(Excerpted records begins)

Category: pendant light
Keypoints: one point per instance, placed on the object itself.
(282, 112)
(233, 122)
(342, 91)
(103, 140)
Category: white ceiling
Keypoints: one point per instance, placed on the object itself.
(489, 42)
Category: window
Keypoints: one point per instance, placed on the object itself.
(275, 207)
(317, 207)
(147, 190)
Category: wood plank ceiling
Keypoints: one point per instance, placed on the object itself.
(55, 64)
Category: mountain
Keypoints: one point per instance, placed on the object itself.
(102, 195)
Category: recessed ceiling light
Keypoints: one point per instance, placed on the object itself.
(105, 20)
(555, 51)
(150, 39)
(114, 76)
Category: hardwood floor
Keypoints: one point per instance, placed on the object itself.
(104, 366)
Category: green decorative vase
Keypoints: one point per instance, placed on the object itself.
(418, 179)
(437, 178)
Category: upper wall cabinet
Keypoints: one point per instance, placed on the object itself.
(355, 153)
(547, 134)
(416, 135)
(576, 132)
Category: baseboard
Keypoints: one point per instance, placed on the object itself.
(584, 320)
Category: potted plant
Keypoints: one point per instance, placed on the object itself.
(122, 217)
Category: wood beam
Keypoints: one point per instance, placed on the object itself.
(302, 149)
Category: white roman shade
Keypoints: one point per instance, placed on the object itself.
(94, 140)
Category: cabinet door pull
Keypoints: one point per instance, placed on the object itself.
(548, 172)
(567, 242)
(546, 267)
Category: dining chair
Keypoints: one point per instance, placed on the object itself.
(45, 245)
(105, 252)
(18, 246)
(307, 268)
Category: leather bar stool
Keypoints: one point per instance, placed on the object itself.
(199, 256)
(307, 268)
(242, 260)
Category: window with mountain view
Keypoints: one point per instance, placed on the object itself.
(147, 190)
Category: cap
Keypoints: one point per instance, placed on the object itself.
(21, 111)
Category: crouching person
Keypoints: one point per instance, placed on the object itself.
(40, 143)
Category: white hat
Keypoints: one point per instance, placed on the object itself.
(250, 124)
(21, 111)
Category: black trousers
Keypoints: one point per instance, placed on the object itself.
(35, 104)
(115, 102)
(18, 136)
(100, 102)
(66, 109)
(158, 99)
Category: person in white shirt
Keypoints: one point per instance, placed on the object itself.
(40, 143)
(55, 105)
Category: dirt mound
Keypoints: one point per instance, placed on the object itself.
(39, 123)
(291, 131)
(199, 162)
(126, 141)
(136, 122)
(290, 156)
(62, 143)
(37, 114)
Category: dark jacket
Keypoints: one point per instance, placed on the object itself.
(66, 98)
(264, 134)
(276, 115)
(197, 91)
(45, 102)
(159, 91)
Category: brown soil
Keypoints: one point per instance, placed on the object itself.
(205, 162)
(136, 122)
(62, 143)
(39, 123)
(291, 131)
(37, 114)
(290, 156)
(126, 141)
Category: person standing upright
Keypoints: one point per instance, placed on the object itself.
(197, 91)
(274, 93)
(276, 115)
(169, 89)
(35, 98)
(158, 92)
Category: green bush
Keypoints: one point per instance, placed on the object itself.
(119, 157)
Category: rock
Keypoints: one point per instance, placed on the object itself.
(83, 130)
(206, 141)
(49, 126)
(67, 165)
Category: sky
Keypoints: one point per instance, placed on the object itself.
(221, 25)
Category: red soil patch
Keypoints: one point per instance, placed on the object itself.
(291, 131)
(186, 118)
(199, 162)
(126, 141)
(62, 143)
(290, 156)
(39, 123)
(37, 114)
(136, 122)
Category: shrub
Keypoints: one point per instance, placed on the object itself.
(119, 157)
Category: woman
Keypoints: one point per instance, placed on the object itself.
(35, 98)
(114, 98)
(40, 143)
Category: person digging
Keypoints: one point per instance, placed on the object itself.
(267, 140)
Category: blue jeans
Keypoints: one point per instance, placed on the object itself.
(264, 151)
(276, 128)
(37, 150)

(Excerpted records ends)

Word for word, write out each entry shown above.

Category: pendant light
Keypoints: one point per instance, placed on the object itself.
(282, 112)
(233, 122)
(342, 91)
(103, 140)
Category: white ceiling
Keypoints: one point per instance, placed on the object itself.
(489, 42)
Category: window
Keypoints: one point per instance, placed on the object itself.
(275, 207)
(317, 207)
(147, 190)
Category: wood plank ceiling
Keypoints: one point per instance, placed on the object itself.
(55, 64)
Category: mountain
Keypoints: one point per instance, placed on the object itself.
(102, 195)
Category: recessed ceiling light
Keypoints: one point per instance, placed on the object itself.
(105, 20)
(555, 51)
(150, 39)
(114, 76)
Category: hardwood floor
Keypoints: one point per instance, placed on the object itself.
(104, 366)
Category: green decorative vase
Keypoints: one point per instance, placed on the object itself.
(418, 179)
(437, 178)
Category: upper wall cabinet
Keypoints: one point per instance, placed on the object itself.
(355, 153)
(547, 134)
(416, 135)
(576, 132)
Category: baseboard
Keypoints: one point per instance, placed on the object itself.
(584, 320)
Category: potted plant
Keypoints: one point per instance, placed on the object itself.
(122, 217)
Category: wood beam
Keypoints: one point per instance, placed on the object itself.
(302, 149)
Category: white roman shade
Keypoints: one point per instance, placed on the object itself.
(94, 140)
Category: cabinet door pull
Keypoints: one point per instance, placed on the object itself.
(548, 172)
(567, 242)
(546, 267)
Category: dining chair
Keypoints: one point per instance, placed on the object itself.
(45, 245)
(105, 252)
(18, 246)
(307, 268)
Category: leather bar stool
Keypoints: one point per instance, placed on the object itself.
(199, 256)
(307, 268)
(242, 260)
Category: window with mountain view
Keypoints: one point per instance, placed on the object itself.
(147, 190)
Category: cap
Keypoints: one point per instance, placed on the object itself.
(21, 111)
Category: crouching person
Keypoints: one point per instance, placed on the object itself.
(40, 143)
Category: white hat
Keypoints: one point per instance, placed on the object itself.
(250, 124)
(21, 111)
Category: black trousers
Keypoints: one point per instance, placed on the object itself.
(35, 104)
(115, 102)
(18, 136)
(100, 102)
(66, 109)
(158, 99)
Category: person in white shirt
Keypoints: one point per instance, placed on the object itself.
(40, 143)
(55, 105)
Category: dirt mound
Keypoints: one point per instance, placed on the object itself.
(39, 123)
(291, 131)
(199, 162)
(126, 141)
(136, 122)
(290, 156)
(62, 143)
(37, 114)
Category: dark jacket
Keypoints: one point per instance, placed on the object itself.
(66, 98)
(264, 134)
(276, 115)
(197, 91)
(45, 102)
(159, 91)
Category: brown soil
Keypoints: one point per instance, placed on the object itself.
(205, 162)
(136, 122)
(62, 143)
(39, 123)
(291, 131)
(37, 114)
(290, 156)
(126, 141)
Category: person standing upright
Keypoints: one point per instance, placed on the object itself.
(197, 91)
(274, 93)
(276, 115)
(169, 89)
(35, 98)
(158, 92)
Category: green bush
Keypoints: one point per instance, placed on the object itself.
(119, 157)
Category: rock
Keypoints: one point per instance, placed on the object itself.
(83, 130)
(206, 141)
(49, 126)
(67, 165)
Category: sky
Keypoints: one point per instance, placed on the object itself.
(221, 25)
Category: red soil patch
Keypoints: one point per instance, placed on the object itself.
(291, 131)
(186, 118)
(199, 162)
(126, 141)
(62, 143)
(290, 156)
(39, 123)
(37, 114)
(136, 122)
Category: shrub
Keypoints: one point per instance, placed on the object itself.
(119, 157)
Category: woman
Keypoints: one point per instance, placed on the object itself.
(35, 98)
(114, 98)
(40, 143)
Category: person digging
Keypoints: one point per instance, placed on the object itself.
(267, 140)
Category: blue jeans
Keypoints: one point per instance, placed on the object itself.
(264, 151)
(276, 128)
(37, 150)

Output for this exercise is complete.